_The task_
Scan the entries for lines with the word "below", then copy those lines.

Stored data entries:
———
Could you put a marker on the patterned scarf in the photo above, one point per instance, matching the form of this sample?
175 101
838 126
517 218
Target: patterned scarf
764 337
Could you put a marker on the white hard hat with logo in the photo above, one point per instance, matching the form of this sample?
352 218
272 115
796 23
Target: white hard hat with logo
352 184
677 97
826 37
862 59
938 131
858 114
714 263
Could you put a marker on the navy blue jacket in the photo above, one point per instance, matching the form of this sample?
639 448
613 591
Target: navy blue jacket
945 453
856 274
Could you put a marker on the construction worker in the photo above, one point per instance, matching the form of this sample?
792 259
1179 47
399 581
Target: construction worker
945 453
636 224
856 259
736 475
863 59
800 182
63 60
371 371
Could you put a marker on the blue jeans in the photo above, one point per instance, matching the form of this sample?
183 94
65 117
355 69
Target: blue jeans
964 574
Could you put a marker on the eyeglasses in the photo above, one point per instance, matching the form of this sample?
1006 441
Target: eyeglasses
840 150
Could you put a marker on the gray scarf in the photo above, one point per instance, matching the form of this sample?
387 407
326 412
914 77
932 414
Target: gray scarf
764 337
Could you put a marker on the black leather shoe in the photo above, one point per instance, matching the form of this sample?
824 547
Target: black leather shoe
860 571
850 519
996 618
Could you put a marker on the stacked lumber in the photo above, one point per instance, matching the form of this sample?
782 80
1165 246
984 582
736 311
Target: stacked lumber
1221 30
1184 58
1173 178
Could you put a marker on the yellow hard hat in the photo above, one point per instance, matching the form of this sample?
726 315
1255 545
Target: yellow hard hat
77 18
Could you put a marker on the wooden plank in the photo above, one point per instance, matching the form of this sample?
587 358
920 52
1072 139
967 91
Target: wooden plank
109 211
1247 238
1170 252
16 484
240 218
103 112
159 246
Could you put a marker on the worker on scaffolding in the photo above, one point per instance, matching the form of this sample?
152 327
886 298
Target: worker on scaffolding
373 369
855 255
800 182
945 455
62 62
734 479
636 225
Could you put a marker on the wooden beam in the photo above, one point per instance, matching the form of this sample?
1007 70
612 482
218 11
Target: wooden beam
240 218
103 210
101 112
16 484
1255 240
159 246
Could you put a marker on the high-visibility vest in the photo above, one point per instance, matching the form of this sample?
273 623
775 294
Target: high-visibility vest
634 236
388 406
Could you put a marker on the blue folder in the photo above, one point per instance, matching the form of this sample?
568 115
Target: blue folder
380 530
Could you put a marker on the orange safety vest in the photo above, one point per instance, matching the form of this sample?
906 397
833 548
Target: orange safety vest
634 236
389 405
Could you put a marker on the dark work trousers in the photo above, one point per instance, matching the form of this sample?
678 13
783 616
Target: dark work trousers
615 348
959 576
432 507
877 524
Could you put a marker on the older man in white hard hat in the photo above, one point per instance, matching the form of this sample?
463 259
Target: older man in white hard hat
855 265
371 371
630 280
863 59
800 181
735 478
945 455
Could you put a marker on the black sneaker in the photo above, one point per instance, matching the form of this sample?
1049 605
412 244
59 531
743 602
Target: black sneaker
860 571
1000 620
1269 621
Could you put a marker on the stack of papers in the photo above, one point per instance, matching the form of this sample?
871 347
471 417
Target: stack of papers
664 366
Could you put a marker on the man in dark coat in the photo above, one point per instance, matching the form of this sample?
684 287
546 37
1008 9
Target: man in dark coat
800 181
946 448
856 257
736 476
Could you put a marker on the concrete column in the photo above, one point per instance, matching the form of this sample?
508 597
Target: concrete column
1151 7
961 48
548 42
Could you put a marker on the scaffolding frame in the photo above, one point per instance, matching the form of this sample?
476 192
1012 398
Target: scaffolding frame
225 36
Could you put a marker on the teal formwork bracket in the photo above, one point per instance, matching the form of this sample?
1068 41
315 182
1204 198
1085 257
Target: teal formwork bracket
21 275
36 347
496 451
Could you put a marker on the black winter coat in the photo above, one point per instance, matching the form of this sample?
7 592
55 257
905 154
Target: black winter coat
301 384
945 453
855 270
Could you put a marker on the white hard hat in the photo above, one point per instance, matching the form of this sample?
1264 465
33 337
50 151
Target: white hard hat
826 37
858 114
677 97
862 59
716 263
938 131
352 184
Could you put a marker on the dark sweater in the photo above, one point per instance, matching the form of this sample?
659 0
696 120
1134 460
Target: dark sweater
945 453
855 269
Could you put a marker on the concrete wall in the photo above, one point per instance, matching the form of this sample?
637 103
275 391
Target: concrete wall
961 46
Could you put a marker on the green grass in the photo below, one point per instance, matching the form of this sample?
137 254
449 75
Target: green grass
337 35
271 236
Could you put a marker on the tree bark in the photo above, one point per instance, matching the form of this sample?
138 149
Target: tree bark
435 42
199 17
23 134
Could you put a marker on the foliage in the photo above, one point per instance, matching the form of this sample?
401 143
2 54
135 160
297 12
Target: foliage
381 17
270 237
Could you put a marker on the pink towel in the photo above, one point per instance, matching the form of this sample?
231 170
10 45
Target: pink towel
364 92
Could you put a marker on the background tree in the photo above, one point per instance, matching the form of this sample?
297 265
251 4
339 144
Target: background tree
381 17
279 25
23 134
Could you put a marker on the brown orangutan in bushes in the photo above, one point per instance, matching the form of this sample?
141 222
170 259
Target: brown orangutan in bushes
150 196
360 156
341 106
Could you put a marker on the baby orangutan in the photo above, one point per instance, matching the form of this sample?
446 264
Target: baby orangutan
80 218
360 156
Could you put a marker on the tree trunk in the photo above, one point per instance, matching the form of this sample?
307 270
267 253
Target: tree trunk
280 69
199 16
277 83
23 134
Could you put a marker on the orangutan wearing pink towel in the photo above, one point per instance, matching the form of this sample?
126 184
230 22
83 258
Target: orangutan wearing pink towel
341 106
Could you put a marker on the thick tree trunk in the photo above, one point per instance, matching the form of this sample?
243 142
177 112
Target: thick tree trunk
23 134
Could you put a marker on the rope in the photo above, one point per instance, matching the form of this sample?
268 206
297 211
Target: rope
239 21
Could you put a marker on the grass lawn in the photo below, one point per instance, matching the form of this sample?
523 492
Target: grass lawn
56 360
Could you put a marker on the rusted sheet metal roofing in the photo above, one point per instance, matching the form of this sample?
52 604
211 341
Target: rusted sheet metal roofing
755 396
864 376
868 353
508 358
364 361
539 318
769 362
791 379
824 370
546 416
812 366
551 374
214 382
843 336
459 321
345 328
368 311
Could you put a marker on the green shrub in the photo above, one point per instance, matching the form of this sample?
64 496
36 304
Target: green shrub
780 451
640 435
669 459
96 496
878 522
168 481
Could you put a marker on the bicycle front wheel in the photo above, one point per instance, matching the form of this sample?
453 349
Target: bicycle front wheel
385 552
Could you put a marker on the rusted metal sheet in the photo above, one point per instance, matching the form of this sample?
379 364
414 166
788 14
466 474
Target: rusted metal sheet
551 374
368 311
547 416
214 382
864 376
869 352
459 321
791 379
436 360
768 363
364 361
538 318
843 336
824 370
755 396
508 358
———
_Task result_
Could you put a marker on the green grass in the photo below, one point per instance, matching the form of this sample?
Could you put a marker on the grass lawn in the photo below, one point per instance, matching the form of this sample?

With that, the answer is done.